SOURCE
Breakfast was a sad affair. A sweetly sickly pain a chocolate and coffee. The tannoy gave out announcements which were undecipherable. Greek and English but not English that we could understand . We picked up the odd word - Wait - disembark - but nothing else . We asked at reception and were told that we would be called in 20 minutes or 25 minutes or whenever and would be able to go back to Suzy then and not before. We were told that we needed to get our return tickets for the cabin when we boarded on our return trip. What is it that makes you think you wont get a cabin? Glass half empty feeling I guess.
We waited and we listened . Another announcement more wait and wait . Eventually we did get the call to return to Suzy and a mad exodus from the ship occured. Luckily we had checked which deck Suzy was on and we found her quickly. The mad rush off the ship was just that. No order just the equivalent of a grand prix start with cars , vans , lorries and motorhomes making one dash for the small exit. We hadnt a clue where to go once we got off the ship. Luckily I had spoken to a Brummy guy before we got on and knew that he knew where to go. No signs , nothing so we followed him and found ourselves on Greek soil, on Greek roads with signs we could not read. A funny alphabet that made no sense .
We followed the motorway which had speed limits that changed as fast as a fiddlers elbow. 100 then up to 130 . A tunnel and down to 80. Signs advised us to wear seatbelts and crash helmuts and not to use mobile phones. All of which were lost on the Greek drivers who flouted every
law possible. There were few decent roadside stops along the way and no petrol stations. Roadside shrines were in abundance. Some old rusted and uncared for. Others brand new stone and ceramic small imitations of churches filled with plastic bottles, candles and other unimaginable things. We thought that they marked a spot where someone had died . A lot of people must have been killed in accidents however it seems they are erected both for that reason but equally to thank the saints for something. A sort of miniture place to worship along the way. We stopped in a piece of rough ground. The buses pulled up . The eastern European women trooped off , dropped their knickers and peed alongside the road. It hadn't taken us long to see this behaviour. In fact in St Croix french grandfather , his son and a number of grandchildren were taken into the bushes rather than walk the shorter distance to the toilets. As always I ask what that is all about?

CHALLENGE 1
Summarize the travel account in three sentences.
CHALLENGE 2
Write out the part of the travel account between "Breakfast was a" and "feeling I guess.", inclusive, word for word.

SOURCE DATA
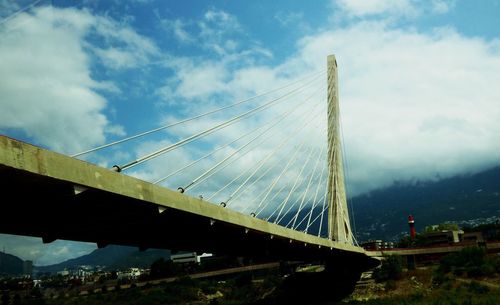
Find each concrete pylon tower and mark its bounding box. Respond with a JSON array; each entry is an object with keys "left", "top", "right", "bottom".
[{"left": 327, "top": 55, "right": 353, "bottom": 244}]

CORRECT ANSWER 1
After a poor breakfast and announcements they could barely understand, the travelers waited until they were finally called back to Suzy. The exit from the ship was a mad rush with no order, and with no signs to guide them, they followed a Brummy guy onto Greek roads whose signs they could not read. On the motorway, speed limits changed constantly, Greek drivers ignored the rules, there were few decent stops and no petrol stations, and roadside shrines were everywhere.

CORRECT ANSWER 2
Breakfast was a sad affair. A sweetly sickly pain a chocolate and coffee. The tannoy gave out announcements which were undecipherable. Greek and English but not English that we could understand . We picked up the odd word - Wait - disembark - but nothing else . We asked at reception and were told that we would be called in 20 minutes or 25 minutes or whenever and would be able to go back to Suzy then and not before. We were told that we needed to get our return tickets for the cabin when we boarded on our return trip. What is it that makes you think you wont get a cabin? Glass half empty feeling I guess.